Exercise aim: Report each line of the data that includes the word "dirt".

Dataset records:
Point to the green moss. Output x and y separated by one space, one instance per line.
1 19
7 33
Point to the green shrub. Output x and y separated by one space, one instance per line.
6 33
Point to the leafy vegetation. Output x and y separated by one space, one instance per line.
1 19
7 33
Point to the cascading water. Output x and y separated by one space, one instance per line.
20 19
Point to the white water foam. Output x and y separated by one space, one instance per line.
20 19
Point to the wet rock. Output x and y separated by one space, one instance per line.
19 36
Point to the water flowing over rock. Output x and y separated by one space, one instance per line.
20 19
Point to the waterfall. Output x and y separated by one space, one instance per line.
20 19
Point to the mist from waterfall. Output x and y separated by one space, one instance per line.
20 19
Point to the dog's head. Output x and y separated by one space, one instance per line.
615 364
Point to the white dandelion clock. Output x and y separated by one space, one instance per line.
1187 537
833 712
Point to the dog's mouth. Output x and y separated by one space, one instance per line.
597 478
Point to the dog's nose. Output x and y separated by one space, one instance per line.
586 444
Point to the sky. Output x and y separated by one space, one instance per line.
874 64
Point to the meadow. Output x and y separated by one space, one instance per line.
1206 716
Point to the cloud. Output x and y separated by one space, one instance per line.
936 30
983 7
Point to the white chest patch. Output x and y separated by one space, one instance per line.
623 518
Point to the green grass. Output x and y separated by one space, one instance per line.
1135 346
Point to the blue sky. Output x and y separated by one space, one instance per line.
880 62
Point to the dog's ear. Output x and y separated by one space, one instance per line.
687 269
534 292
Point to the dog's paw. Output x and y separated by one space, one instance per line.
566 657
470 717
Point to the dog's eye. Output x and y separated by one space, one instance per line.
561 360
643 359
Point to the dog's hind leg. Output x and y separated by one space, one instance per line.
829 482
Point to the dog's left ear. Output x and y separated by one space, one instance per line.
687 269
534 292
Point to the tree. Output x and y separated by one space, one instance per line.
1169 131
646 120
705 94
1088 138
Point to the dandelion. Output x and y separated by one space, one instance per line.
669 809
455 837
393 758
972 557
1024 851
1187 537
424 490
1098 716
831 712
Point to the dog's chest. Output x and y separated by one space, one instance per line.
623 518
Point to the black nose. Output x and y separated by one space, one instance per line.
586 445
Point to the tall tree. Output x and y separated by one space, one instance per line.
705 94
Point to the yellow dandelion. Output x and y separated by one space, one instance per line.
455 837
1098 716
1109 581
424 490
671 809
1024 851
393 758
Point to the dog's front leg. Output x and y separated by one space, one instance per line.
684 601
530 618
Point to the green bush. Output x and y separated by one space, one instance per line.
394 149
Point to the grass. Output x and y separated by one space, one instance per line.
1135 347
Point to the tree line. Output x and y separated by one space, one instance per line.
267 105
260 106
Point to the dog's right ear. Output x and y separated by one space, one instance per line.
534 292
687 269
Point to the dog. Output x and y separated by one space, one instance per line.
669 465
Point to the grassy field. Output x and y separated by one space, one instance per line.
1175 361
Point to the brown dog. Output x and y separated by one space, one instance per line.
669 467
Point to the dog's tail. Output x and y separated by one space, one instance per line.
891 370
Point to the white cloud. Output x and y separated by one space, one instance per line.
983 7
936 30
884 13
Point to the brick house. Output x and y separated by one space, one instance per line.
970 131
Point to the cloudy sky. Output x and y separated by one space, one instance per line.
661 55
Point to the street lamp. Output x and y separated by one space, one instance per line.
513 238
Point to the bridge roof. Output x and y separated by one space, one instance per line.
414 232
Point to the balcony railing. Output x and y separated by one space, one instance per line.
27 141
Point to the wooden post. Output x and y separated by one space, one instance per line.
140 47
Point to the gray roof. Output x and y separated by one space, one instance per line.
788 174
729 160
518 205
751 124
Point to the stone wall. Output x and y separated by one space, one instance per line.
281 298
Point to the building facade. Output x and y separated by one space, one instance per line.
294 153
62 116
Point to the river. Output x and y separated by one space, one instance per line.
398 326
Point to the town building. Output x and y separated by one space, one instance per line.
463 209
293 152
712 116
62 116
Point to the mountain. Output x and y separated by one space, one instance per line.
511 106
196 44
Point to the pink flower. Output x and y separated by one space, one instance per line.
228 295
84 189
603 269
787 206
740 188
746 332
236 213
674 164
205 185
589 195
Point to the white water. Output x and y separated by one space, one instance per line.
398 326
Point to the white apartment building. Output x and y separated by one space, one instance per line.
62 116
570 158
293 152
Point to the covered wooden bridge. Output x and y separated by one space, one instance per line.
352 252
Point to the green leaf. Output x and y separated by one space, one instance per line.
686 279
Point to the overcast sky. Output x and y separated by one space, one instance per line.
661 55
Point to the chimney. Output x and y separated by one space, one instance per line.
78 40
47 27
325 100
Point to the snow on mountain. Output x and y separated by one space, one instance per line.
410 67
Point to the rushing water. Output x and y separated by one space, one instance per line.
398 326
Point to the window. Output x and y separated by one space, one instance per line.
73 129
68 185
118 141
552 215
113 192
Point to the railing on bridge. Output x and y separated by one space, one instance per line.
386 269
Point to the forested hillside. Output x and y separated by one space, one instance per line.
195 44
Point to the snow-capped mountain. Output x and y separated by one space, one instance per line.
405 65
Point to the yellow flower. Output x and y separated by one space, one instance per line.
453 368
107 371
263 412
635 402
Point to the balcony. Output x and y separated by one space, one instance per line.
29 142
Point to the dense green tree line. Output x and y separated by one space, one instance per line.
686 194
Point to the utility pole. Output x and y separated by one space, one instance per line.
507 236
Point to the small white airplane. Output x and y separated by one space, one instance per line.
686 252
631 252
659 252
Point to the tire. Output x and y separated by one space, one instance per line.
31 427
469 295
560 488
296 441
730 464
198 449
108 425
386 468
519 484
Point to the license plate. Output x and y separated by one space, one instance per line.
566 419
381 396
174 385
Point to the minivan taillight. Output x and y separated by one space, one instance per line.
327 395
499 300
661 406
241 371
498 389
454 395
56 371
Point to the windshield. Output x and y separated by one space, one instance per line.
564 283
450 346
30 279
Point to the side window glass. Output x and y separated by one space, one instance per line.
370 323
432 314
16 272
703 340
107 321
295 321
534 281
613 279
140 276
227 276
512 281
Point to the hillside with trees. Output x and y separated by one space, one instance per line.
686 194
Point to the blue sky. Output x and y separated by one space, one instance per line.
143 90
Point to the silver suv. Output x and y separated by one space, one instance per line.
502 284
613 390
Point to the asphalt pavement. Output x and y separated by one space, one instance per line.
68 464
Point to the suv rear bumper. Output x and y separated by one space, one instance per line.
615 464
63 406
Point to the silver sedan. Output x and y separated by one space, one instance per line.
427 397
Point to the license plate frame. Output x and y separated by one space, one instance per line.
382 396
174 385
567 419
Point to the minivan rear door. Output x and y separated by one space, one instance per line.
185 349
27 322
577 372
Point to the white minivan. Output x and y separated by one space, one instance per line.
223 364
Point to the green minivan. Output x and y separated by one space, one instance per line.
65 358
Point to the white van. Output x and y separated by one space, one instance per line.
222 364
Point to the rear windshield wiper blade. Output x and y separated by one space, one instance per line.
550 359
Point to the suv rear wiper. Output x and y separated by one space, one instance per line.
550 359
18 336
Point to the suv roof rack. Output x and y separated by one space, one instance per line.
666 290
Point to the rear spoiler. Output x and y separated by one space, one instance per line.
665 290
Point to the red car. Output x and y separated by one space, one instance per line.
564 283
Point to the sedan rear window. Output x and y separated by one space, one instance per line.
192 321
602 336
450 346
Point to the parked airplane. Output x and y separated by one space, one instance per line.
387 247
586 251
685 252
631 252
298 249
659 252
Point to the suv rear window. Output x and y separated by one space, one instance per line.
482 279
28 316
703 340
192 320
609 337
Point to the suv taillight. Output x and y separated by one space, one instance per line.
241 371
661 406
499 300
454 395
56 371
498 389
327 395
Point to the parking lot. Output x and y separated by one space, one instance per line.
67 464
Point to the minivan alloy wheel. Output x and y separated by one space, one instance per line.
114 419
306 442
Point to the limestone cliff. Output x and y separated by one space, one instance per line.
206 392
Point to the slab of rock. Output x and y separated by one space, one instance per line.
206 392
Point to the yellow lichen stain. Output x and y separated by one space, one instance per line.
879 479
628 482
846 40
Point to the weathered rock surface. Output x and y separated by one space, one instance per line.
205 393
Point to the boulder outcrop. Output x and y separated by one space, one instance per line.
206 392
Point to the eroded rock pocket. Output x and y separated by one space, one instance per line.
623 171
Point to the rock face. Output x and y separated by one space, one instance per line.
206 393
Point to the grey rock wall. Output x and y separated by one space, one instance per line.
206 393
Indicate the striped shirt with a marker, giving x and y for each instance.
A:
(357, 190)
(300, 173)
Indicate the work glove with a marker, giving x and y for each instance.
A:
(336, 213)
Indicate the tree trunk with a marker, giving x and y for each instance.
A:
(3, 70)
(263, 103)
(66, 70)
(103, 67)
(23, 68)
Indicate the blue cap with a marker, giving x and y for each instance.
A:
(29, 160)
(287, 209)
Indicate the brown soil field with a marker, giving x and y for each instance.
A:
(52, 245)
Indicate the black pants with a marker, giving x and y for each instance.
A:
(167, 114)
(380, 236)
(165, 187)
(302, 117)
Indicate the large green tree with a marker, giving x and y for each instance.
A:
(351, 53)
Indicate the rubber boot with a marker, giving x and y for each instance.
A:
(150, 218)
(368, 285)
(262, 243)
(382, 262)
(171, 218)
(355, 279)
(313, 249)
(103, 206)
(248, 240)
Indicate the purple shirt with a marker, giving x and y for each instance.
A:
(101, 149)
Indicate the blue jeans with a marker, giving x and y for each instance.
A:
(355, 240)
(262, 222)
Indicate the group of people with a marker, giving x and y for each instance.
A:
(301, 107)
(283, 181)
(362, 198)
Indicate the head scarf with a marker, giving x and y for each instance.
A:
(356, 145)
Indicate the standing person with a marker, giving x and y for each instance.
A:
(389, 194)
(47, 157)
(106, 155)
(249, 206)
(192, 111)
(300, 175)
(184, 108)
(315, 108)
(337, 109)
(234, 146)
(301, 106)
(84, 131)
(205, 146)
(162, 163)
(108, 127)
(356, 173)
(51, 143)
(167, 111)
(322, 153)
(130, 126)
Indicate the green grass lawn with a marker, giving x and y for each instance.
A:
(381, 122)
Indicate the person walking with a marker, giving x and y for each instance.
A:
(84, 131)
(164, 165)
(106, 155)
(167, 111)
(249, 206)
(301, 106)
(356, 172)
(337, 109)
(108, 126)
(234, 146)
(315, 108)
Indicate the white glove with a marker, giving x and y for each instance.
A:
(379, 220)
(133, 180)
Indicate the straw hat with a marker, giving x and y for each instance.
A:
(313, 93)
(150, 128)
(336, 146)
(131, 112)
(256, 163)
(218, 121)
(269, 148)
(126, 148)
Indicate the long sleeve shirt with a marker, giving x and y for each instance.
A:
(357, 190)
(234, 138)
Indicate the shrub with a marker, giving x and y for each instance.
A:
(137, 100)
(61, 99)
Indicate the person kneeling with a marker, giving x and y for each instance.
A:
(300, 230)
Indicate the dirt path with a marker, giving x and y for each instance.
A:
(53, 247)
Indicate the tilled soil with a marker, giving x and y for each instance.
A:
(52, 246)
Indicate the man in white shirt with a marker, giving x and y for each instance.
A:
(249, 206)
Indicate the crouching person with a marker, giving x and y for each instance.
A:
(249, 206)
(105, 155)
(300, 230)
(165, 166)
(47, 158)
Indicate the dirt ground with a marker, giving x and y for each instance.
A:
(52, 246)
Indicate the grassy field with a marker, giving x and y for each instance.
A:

Response box:
Indicate the dirt path with a marker, giving x and y for each instance.
Indicate the dirt ground with a marker, giving x and y for each instance.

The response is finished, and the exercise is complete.